Deine Aufgaben
1 - An welchem Tag erreichten die alliierten Besatzer laut dem Bericht über Dülmen im Jahr 1945 die Stadt?
2 - Gib aus der Liste alles unverändert aus, von der Zeile mit „of the car's“ bis zum Ende der Liste, beide Enden eingeschlossen.

Pfarrer Markus Trautmann

Opa Wegmann

Der Weg zur Befreiung Deutschlands vom Nationalsozialismus und damit zum Aufbau einer freiheitlich-demokratischen Grundordnung war buchstäblich bis zur letzten Stunde von fanatischem Widerstand begleitet – nicht zuletzt bei jungen Menschen. Der folgende Bericht erinnert daran.

Opa Wegmann kann es nicht begreifen

Gründonnerstag 1945

Während des deutschen Zusammenbruchs am Ende des Zweiten Weltkriegs war der 29. März 1945, der Gründonnerstag, jener Tag, an dem die alliierten Besatzer Dülmen erreichten. Eine Woche zuvor war am 21. und 22. März das alte Dülmen in Schutt und Asche versunken. Die meisten Bewohner hatten sich vorher rechtzeitig in den umliegenden Bauerschaften in Sicherheit gebracht und auf den Höfen ein notdürftiges Quartier gefunden.

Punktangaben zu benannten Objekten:
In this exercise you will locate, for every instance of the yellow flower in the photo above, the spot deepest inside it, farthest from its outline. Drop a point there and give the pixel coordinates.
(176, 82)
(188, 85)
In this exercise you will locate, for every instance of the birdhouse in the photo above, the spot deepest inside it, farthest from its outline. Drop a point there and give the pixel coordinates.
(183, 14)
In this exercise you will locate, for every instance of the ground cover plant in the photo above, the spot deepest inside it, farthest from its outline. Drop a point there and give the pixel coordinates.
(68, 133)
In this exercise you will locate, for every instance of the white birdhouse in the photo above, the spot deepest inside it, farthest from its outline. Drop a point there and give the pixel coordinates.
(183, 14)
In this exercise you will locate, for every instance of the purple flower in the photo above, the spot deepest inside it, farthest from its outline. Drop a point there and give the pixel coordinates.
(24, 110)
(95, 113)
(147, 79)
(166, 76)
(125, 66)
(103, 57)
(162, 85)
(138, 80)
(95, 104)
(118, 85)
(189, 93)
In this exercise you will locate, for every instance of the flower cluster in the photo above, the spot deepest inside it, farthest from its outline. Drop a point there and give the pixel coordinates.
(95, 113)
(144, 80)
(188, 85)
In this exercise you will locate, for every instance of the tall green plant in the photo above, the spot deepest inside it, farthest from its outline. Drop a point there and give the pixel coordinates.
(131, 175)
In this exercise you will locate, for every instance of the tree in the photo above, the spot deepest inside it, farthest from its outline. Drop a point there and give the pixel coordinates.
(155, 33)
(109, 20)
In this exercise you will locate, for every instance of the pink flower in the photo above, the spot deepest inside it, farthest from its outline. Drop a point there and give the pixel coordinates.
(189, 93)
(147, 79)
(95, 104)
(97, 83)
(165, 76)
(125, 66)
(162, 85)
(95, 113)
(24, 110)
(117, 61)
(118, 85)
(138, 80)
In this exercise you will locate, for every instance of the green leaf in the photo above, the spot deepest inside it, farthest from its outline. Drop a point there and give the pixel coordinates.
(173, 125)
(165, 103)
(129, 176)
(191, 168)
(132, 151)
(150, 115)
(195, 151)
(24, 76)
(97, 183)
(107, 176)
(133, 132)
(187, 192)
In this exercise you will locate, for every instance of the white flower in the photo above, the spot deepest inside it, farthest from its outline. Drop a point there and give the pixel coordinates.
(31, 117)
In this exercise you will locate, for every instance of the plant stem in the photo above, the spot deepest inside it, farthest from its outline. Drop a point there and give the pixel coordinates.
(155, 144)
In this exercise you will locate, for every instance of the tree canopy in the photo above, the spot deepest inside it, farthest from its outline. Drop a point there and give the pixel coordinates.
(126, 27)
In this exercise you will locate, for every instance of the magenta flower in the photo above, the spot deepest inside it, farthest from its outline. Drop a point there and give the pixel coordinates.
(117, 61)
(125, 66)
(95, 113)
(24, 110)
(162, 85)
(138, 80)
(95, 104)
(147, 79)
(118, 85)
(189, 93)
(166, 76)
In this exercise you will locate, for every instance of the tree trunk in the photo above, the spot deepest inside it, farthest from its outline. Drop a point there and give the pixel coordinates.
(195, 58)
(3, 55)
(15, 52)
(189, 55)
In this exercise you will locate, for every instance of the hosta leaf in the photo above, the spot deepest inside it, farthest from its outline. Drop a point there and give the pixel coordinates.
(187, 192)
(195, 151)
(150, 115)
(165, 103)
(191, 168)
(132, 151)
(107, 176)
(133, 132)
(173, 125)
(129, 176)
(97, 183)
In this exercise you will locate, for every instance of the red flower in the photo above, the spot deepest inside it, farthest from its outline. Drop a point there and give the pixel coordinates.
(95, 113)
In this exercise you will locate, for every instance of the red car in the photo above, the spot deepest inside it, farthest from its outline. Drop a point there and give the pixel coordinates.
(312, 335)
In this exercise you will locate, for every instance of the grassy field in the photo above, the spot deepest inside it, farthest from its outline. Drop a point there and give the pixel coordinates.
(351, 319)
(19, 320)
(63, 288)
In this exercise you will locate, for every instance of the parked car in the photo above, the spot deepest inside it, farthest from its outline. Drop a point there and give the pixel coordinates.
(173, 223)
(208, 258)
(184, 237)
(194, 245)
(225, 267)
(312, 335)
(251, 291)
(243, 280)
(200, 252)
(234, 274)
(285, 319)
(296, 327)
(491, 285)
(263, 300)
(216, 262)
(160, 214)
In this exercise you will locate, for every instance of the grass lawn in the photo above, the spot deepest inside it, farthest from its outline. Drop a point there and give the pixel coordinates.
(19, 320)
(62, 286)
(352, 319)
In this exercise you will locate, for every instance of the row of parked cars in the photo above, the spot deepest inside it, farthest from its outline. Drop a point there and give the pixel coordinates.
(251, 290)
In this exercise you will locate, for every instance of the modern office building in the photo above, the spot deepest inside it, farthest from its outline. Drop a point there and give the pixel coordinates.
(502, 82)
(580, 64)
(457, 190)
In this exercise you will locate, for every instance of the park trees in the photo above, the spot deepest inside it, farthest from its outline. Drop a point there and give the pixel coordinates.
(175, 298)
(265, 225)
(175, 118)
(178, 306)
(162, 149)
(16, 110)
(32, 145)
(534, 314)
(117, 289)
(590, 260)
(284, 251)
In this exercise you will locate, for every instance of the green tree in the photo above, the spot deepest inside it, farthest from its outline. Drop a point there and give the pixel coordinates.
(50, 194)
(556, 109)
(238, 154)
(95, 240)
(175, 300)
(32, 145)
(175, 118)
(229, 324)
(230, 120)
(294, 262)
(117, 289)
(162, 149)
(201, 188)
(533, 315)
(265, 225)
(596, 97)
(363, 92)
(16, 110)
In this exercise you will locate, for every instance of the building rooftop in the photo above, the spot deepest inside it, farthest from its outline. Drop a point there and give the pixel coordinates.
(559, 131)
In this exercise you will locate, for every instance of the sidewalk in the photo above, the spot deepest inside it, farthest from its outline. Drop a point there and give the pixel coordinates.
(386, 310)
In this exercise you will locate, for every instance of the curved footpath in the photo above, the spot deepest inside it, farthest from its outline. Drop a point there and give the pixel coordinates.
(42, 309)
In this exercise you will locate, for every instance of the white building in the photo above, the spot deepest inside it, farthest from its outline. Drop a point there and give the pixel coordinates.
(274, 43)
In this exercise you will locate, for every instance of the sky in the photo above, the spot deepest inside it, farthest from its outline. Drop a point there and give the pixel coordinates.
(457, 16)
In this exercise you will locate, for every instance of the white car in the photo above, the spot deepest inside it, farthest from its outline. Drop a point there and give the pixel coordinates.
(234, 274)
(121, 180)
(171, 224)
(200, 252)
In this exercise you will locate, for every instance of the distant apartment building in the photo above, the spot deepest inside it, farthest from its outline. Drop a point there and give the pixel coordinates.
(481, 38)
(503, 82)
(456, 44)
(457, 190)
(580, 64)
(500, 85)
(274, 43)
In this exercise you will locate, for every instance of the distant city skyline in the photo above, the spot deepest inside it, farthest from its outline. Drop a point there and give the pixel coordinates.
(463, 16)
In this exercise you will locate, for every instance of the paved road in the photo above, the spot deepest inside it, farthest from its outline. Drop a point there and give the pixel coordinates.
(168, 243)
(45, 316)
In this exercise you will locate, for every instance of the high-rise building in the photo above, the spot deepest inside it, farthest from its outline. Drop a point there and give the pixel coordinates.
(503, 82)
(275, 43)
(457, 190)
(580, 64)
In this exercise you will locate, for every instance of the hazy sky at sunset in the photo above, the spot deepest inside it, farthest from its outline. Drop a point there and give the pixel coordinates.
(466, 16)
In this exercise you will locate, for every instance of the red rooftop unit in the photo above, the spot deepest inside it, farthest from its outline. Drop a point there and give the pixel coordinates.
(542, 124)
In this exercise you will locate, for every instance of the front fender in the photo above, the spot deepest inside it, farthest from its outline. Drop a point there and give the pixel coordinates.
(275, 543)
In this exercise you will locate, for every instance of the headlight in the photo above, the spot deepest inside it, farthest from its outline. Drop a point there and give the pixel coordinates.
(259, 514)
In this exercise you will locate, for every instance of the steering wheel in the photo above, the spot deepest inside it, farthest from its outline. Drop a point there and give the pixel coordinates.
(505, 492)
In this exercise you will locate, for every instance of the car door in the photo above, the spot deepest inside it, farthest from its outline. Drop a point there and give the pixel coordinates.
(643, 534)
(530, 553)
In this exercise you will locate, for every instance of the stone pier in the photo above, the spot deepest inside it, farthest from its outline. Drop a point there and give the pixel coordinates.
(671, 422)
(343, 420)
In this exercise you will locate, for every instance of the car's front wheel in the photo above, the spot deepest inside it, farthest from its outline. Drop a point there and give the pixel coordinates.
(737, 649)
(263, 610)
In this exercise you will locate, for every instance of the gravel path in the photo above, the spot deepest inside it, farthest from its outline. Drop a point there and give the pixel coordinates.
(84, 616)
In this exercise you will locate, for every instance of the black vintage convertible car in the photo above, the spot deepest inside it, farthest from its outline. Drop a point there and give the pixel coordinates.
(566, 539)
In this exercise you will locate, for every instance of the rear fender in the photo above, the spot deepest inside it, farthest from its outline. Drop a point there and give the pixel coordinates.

Lösungen
1 - Am 29. März 1945, dem Gründonnerstag.

2 -
In this exercise you will locate, for every instance of the car's front wheel in the photo above, the spot deepest inside it, farthest from its outline. Drop a point there and give the pixel coordinates.
(737, 649)
(263, 610)
In this exercise you will locate, for every instance of the gravel path in the photo above, the spot deepest inside it, farthest from its outline. Drop a point there and give the pixel coordinates.
(84, 616)
In this exercise you will locate, for every instance of the black vintage convertible car in the photo above, the spot deepest inside it, farthest from its outline. Drop a point there and give the pixel coordinates.
(566, 539)
In this exercise you will locate, for every instance of the rear fender in the photo above, the spot deepest inside it, farthest from its outline. Drop a point there and give the pixel coordinates.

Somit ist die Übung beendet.